**Text under study:**
----
Hyponoetics - Essays
The Infinity of Thought
Abstract: The human being is limited and unlimited simultaneously: we are finite concerning our body and its actions, infinite in our mind and thought. Kant's criteria of the mind hold for the rational mind or common-sense thought, but there is a higher faculty in human beings that transcends these artificial limitations: Paranoesis (Transrational Thinking). Philosophical reflection as such is a transcendence of the rational mind and presupposes an inherent though latent infinity of thought in our mind.
Download

More often than not, the human being in general is conceived as a finite being, bound in historicity and the subjectivity of his own nature. If we reflect on this statement by using the method of philosophical inquiry, we must arrive at an inherently logical absurdity of this assumption about the human being.

The first question we must direct at the proponents of the "homo finitus"-sentence is, how do they know that human beings are finite? What do they mean with the term "finite"? What is finite in us? Our thinking? Our emotions? Or our body? The term "finite" is obviously a quite vacillating and equivocal word, leaving much room for interpretation. We know about one kind of finiteness, that is our body. We are clearly limited in our actions and expressions through our body. We cannot for example lift up a one-ton heavy rock, nor run as fast as an airplane can fly. All these limitations are naturally set within the biological structure of our body. What about limitations in our mind? Do any exist at all?

Some thinkers (the above homo-finitus advocates) believe that we cannot know everything. There is a limitation to what we can come to know, even in thousands years from now. This inherent limitation of the mind can be retraced to Kant's postulate of the "thing-in-itself", which is not an object of experience, and therefore can never be known by us. Kant defines the categorical structure of our mind as being dependent on experience and vice versa. He thinks, that this mutual interdependence of experientia and ratio cannot be transcended lest we entangle ourselves in the dialectical errors and illusions of metaphysics. Although Kant contends that transcendental Ideas do have a practical value, they are nevertheless unintelligible by our rational mind. Kant's clear demarcation line splits our mind artificially into two antagonistic realms, the empirical and the intelligible. Although both parts depend on each other, the intelligible realm including the thing-in-itself is not accessible to our rational faculty. It's the irony of history, that some years later, Schelling again introduces the Intuitive Faculty to get an immediate insight into the truth and reality of things.

Throughout the history of philosophical thinking, the greatest and most eminent philosophers always believed in one or another form of intuitive faculty, a faculty with which it is possible to transcend the limitation of the intellect or purely rational faculty and to come to direct and immediate insights and knowledge of absolute truth.
----
**Records shown:**
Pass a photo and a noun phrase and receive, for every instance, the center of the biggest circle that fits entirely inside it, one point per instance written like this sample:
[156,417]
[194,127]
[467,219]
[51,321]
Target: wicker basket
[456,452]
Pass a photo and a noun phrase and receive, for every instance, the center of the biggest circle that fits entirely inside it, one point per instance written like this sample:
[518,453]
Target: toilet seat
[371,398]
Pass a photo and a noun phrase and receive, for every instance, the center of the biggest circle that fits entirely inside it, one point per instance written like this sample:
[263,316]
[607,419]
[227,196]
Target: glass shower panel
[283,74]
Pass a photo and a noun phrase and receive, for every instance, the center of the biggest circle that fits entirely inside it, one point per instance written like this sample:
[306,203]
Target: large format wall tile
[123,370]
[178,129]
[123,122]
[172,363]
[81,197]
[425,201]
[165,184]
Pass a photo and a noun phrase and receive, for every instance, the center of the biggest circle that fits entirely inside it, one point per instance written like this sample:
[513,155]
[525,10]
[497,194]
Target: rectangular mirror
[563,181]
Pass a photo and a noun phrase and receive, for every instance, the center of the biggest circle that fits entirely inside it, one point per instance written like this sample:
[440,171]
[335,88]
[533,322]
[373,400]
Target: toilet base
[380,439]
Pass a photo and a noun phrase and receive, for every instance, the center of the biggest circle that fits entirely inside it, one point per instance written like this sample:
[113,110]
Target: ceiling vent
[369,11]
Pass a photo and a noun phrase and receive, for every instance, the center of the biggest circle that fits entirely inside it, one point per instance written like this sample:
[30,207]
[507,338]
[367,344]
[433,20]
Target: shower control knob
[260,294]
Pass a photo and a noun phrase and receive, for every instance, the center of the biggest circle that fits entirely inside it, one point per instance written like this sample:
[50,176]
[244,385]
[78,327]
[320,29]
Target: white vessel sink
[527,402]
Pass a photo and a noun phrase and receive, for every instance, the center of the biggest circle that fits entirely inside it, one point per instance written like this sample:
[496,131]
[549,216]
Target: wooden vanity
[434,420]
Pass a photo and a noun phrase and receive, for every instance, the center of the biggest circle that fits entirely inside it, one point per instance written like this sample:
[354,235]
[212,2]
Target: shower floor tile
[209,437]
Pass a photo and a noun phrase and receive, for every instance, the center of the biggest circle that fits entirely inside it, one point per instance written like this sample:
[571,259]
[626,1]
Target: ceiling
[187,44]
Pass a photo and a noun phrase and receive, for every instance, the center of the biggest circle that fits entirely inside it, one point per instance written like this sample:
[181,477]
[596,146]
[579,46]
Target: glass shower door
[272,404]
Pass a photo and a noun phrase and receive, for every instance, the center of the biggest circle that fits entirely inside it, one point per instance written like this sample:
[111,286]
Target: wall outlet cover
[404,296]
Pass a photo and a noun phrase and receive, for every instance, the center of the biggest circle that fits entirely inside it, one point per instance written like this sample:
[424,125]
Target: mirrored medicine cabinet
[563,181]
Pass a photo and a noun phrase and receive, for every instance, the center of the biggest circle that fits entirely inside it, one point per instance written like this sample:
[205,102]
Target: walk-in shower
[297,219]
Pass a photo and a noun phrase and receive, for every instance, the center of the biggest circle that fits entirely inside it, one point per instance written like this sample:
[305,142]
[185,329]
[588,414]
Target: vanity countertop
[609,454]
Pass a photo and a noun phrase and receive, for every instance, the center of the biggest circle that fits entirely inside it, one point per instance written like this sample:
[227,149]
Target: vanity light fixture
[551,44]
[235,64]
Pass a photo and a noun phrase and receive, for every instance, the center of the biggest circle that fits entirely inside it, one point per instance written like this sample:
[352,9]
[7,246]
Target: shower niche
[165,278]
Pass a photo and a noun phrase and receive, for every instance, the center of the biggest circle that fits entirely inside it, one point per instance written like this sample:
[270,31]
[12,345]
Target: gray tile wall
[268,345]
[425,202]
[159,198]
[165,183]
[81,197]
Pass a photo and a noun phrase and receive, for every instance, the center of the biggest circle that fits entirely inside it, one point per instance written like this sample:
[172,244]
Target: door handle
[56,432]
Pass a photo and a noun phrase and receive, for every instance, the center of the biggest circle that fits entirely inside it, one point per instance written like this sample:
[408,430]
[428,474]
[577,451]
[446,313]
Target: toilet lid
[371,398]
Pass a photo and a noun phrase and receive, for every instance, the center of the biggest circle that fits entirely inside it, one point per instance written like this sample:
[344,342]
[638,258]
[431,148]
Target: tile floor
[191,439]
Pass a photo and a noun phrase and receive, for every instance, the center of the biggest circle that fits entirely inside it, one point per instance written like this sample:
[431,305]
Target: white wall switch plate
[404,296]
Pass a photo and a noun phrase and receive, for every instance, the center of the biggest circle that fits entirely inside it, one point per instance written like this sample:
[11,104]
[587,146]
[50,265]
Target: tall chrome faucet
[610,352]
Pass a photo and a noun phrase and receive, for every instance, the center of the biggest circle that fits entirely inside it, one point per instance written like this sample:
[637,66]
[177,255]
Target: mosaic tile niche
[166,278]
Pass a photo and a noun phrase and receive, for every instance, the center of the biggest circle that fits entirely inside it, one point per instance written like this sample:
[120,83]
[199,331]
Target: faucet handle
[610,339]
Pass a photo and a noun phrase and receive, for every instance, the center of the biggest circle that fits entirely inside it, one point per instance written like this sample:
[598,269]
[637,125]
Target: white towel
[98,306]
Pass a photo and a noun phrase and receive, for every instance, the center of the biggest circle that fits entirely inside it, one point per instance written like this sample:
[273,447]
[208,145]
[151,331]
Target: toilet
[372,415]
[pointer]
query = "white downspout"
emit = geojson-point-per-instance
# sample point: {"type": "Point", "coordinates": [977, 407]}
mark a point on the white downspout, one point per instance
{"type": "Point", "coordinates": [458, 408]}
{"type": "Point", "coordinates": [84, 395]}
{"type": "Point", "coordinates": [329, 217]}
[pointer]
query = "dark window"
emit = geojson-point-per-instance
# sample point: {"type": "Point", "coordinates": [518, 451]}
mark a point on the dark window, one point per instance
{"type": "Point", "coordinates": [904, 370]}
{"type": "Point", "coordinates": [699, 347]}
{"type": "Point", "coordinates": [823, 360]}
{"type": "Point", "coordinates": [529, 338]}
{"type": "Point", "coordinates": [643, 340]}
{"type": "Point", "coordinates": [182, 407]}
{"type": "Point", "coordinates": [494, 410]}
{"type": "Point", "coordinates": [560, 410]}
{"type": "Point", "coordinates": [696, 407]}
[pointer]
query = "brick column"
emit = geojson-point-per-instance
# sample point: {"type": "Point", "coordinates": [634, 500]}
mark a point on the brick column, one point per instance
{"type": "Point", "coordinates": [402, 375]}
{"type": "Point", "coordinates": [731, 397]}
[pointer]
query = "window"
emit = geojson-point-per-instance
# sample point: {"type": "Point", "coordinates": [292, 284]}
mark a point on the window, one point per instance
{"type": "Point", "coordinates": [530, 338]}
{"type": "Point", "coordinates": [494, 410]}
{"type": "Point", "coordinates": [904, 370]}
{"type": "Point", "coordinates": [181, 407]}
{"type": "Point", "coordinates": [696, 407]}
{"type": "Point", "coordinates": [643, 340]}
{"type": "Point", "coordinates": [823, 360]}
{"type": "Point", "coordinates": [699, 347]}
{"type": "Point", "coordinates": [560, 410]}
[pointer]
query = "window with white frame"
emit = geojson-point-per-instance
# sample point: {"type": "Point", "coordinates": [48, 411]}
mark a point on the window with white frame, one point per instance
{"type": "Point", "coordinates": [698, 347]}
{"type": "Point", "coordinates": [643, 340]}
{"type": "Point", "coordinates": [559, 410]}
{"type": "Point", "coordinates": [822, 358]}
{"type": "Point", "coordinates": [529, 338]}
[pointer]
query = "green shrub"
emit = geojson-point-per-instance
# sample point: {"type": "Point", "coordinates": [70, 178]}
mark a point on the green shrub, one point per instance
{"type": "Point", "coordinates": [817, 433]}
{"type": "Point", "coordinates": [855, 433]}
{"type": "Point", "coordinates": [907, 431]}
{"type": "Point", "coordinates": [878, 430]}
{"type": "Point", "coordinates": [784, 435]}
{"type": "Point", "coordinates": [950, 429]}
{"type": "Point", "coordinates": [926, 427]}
----
**Task prompt:** Please copy out the passage of the essay on the infinity of thought word for word, starting with "Throughout the history" and going on through "of absolute truth.". The listing has no connection to the essay on the infinity of thought.

**Reply to the exercise:**
Throughout the history of philosophical thinking, the greatest and most eminent philosophers always believed in one or another form of intuitive faculty, a faculty with which it is possible to transcend the limitation of the intellect or purely rational faculty and to come to direct and immediate insights and knowledge of absolute truth.